> [What is required]
Reproduce word for word the part of the forum post about replacing bike chain drives that runs from "There are some" up to and including "other than rotation?".

WarpedOne
01-25-2009, 09:52 AM
Chain drive is already quite old and usually very effective, efficient and elegant method of torque transfer especially in lower power applications like ordinary bikes.
http://weightweenies.starbike.com/images/lightbike/bike.jpg
In bikes such as this one chain is around one meter long and doesn't need intermediate fasteners or special guidance to stop it from vibrating or falling off.
There are some other types of bikes where chain drives starts to become a problem or at least very awkward. Now look at this marvel. Its a very nice thing but that chain has to be at least 4 meters long. Imagine the vibrations, noise, filth and inefficiencies because it has to "go around the corner". These are the biggest downsides of chain-drives.
http://img.photobucket.com/albums/v207/evanbelkom/4a478622.jpg
Could we design a system of torque transfer that would use some principle other than rotation?
I thought about it and came out with this:
http://www.shrani.si/f/3k/8y/2meSZwQH/hydro.png
The system consists of two identical triangular modules. One on the torque input side, the other on the output side.
On the input side blue rotating shaft inputs the torque. The shaft pushes against green cylinders which are connected to cylinders on the output module with hydraulic lines filled with incompressible fluid (like one in hydraulic brakes). The cylinders on the output side push against the blue output shaft and induce circular motion. Both shafts would end turning with same speed.

> [Supplied material]
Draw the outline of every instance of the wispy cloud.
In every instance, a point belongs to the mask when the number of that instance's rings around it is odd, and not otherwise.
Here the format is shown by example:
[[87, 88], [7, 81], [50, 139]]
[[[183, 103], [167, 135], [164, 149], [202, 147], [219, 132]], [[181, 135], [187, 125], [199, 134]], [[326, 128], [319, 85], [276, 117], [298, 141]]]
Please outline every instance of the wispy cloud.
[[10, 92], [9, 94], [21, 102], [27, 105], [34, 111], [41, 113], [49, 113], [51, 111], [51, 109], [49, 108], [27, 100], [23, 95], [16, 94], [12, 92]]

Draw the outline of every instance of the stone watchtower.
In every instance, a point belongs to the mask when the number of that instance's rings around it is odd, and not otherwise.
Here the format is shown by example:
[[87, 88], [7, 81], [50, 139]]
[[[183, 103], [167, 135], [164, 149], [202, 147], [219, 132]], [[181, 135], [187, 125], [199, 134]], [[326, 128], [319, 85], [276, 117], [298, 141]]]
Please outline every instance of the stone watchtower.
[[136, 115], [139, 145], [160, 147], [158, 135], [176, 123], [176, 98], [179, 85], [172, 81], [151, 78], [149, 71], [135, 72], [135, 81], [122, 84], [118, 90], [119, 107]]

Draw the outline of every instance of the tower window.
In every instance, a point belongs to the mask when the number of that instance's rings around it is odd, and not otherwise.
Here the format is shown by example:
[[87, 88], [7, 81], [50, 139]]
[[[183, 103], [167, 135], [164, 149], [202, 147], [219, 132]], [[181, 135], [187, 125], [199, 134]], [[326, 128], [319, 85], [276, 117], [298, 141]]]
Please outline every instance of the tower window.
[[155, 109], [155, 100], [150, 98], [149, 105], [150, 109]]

> [Finished answer]
There are some other types of bikes where chain drives starts to become a problem or at least very awkward. Now look at this marvel. Its a very nice thing but that chain has to be at least 4 meters long. Imagine the vibrations, noise, filth and inefficiencies because it has to "go around the corner". These are the biggest downsides of chain-drives.
http://img.photobucket.com/albums/v207/evanbelkom/4a478622.jpg
Could we design a system of torque transfer that would use some principle other than rotation?